WRITTEN EXERCISE
Print the data exactly as it is given, please.

Rows from a pointing dataset
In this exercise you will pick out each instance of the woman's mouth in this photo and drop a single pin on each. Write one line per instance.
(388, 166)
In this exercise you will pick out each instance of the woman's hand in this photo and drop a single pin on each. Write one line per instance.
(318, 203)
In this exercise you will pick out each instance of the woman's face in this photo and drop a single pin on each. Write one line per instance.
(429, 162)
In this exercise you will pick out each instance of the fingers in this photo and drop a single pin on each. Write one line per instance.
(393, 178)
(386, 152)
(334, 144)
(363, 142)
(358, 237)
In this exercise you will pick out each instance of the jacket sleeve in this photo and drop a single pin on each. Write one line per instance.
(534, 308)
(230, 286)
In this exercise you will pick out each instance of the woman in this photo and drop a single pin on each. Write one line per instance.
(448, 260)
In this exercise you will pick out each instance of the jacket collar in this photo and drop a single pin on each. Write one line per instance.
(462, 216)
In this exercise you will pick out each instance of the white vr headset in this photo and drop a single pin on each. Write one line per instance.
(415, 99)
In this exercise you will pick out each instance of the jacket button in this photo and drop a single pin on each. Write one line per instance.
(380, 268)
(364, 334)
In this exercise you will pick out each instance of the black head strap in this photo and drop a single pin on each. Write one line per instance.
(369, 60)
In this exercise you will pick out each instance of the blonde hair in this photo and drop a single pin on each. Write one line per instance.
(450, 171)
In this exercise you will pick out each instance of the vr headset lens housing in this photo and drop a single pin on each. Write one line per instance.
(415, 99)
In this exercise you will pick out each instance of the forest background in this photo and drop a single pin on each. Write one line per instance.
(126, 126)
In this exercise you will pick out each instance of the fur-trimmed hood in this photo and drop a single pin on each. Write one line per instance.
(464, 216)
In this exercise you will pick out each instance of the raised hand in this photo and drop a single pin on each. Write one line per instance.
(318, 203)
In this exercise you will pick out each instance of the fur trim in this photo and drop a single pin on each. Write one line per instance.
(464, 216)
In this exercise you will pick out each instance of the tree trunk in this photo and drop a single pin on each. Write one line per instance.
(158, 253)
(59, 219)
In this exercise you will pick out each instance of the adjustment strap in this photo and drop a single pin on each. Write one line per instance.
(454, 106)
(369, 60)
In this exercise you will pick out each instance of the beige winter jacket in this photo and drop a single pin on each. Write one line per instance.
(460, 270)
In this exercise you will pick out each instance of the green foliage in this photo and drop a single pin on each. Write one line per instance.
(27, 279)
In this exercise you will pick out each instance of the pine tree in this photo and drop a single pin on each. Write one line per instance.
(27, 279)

ANSWER TO THIS TASK
In this exercise you will pick out each instance of the woman's mouth in this photo and drop a single pin on each. Write one line per instance.
(388, 166)
In this exercise you will pick out each instance of the woman's hand in this photo and drop a single pin on each. Write one line per instance.
(318, 203)
In this exercise you will pick out each instance of the woman's face in this photo and drop a single pin on each. Write one line per instance.
(429, 162)
In this exercise you will pick out each instance of the fingers in this photo and drop a single pin on each. Write one line per instance.
(393, 178)
(386, 152)
(334, 144)
(363, 142)
(358, 237)
In this exercise you will pick out each instance of the jacket sleeve in this photo and drop a single pin on each. Write one line per instance.
(534, 308)
(230, 286)
In this exercise you will pick out each instance of the woman in this photo and drop a single pin on each. Write one line per instance.
(448, 260)
In this exercise you will pick out each instance of the jacket collar in this photo and drop a single pin on each. Write one line per instance.
(462, 216)
In this exercise you will pick out each instance of the white vr headset in this photo and drop a single pin on each. Write one line per instance.
(415, 99)
In this exercise you will pick out each instance of the jacket button in this photo and drop a single pin on each. Write one line per instance.
(380, 268)
(364, 334)
In this exercise you will pick out each instance of the black head strap in this photo and drop a single pin on each. Write one line per instance.
(369, 60)
In this exercise you will pick out each instance of the blonde hair in this photo and drop a single pin on each. Write one line per instance.
(450, 171)
In this exercise you will pick out each instance of the vr headset lens housing in this photo and drop a single pin on each. Write one line per instance.
(415, 99)
In this exercise you will pick out each instance of the forest background in this photo and drop a single pin on each. Write one line per instance.
(126, 126)
In this exercise you will pick out each instance of the fur-trimmed hood in this photo and drop a single pin on each. Write one line per instance.
(464, 216)
In this exercise you will pick out each instance of the raised hand in this photo and drop a single pin on each. Write one line per instance.
(318, 203)
In this exercise you will pick out each instance of the fur trim in this photo and drop a single pin on each. Write one line per instance.
(464, 216)
In this exercise you will pick out each instance of the tree trunk in this photo and drop a single pin on each. Write one line per instance.
(158, 253)
(59, 219)
In this exercise you will pick out each instance of the adjustment strap in this photo and drop a single pin on each. Write one line per instance.
(454, 106)
(369, 60)
In this exercise you will pick out each instance of the beige winter jacket in this photo and drop a single pin on each. Write one line per instance.
(460, 270)
In this exercise you will pick out each instance of the green foliage in this photo and drop a single pin on each. Write one line per instance.
(27, 279)
In this exercise you will pick out each instance of the pine tree in this photo and drop a single pin on each. Write one line per instance.
(27, 279)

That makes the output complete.